··· Data provided ···

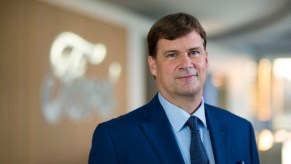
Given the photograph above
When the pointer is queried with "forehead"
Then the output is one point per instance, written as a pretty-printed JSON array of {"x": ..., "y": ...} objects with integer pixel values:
[{"x": 191, "y": 40}]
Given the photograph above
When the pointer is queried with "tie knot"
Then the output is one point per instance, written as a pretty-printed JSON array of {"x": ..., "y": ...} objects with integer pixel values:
[{"x": 192, "y": 122}]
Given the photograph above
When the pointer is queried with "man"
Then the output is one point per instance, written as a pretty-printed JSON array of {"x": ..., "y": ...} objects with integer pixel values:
[{"x": 161, "y": 131}]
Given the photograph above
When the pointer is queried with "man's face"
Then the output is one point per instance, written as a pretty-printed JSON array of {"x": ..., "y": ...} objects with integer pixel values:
[{"x": 180, "y": 67}]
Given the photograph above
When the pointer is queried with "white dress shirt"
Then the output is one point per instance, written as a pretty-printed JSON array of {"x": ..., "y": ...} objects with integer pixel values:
[{"x": 178, "y": 118}]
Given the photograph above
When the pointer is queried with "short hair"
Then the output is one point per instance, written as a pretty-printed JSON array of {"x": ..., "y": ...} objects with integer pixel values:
[{"x": 171, "y": 27}]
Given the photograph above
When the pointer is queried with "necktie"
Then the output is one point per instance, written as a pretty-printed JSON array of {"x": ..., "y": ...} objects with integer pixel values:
[{"x": 197, "y": 152}]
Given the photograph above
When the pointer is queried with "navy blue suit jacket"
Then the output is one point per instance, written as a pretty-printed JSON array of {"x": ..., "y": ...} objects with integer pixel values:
[{"x": 145, "y": 136}]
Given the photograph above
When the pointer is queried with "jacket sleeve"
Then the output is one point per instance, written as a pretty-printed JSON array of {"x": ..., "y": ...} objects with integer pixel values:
[{"x": 102, "y": 149}]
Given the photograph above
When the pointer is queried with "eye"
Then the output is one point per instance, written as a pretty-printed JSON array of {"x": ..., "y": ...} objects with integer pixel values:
[
  {"x": 194, "y": 53},
  {"x": 171, "y": 55}
]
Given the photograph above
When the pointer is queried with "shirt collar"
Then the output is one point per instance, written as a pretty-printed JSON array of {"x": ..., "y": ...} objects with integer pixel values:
[{"x": 178, "y": 116}]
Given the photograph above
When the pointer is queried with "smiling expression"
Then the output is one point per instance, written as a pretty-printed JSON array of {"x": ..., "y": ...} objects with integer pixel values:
[{"x": 180, "y": 66}]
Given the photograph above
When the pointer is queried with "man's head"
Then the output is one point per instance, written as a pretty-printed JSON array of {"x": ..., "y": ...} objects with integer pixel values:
[
  {"x": 172, "y": 27},
  {"x": 177, "y": 57}
]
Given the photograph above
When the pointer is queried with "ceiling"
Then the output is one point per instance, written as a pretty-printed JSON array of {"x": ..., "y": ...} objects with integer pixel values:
[{"x": 261, "y": 26}]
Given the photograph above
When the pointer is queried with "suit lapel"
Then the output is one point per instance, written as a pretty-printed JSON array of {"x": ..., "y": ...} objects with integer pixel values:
[
  {"x": 218, "y": 135},
  {"x": 158, "y": 130}
]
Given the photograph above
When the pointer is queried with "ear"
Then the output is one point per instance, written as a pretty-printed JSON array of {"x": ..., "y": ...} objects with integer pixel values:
[{"x": 152, "y": 65}]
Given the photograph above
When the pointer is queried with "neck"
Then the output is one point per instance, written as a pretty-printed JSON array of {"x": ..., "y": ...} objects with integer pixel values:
[{"x": 188, "y": 103}]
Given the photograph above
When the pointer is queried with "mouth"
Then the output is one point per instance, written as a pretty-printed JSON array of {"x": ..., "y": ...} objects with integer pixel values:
[{"x": 188, "y": 77}]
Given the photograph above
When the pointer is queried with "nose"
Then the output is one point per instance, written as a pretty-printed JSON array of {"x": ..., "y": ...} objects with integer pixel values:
[{"x": 185, "y": 61}]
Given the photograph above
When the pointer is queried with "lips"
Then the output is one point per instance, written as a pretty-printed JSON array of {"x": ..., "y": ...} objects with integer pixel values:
[{"x": 188, "y": 77}]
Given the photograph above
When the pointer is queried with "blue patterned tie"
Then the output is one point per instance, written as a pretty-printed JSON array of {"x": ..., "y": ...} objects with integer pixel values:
[{"x": 197, "y": 152}]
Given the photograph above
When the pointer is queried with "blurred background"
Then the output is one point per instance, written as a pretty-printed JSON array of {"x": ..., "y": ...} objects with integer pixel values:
[{"x": 67, "y": 65}]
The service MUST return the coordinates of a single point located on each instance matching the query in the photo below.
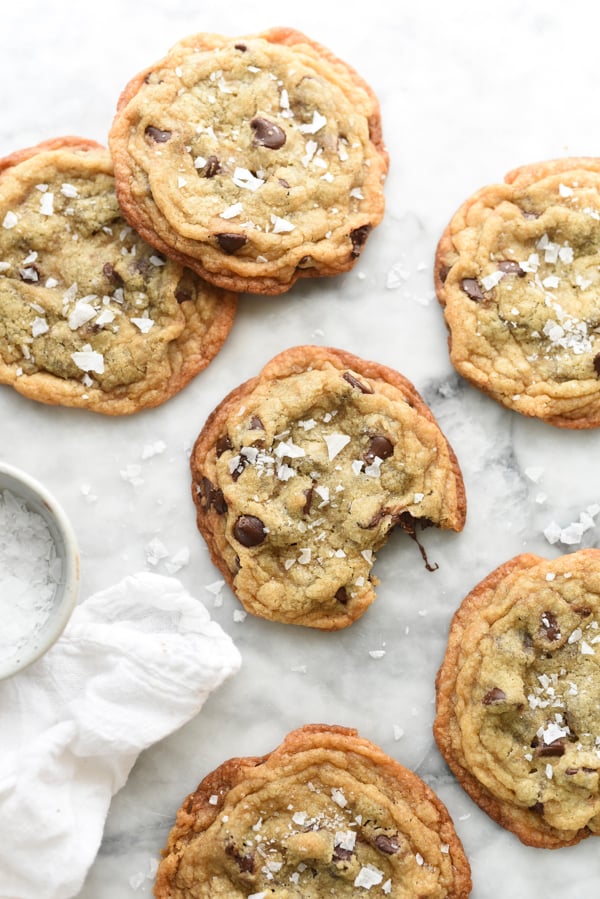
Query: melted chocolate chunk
(213, 497)
(267, 134)
(223, 444)
(354, 382)
(231, 242)
(249, 530)
(380, 447)
(386, 844)
(408, 524)
(341, 595)
(472, 288)
(556, 748)
(341, 855)
(212, 168)
(494, 696)
(359, 238)
(550, 626)
(510, 267)
(160, 137)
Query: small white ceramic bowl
(66, 572)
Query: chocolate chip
(380, 447)
(249, 530)
(472, 288)
(109, 271)
(212, 167)
(510, 267)
(267, 134)
(359, 238)
(341, 595)
(231, 242)
(388, 845)
(223, 444)
(494, 696)
(354, 382)
(213, 497)
(550, 626)
(160, 137)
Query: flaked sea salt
(30, 572)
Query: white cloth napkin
(134, 663)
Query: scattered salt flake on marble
(534, 474)
(178, 560)
(335, 444)
(396, 276)
(156, 551)
(10, 220)
(132, 474)
(89, 360)
(153, 449)
(368, 876)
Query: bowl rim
(65, 602)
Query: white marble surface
(468, 91)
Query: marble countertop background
(468, 91)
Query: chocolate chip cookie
(518, 273)
(254, 161)
(327, 813)
(90, 314)
(518, 713)
(301, 473)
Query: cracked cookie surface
(518, 273)
(326, 813)
(253, 160)
(91, 315)
(301, 473)
(518, 711)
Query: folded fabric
(134, 663)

···

§ Task to complete:
Exactly how many lines in the data above hold "jacket"? State that number only.

§ Response to this task:
2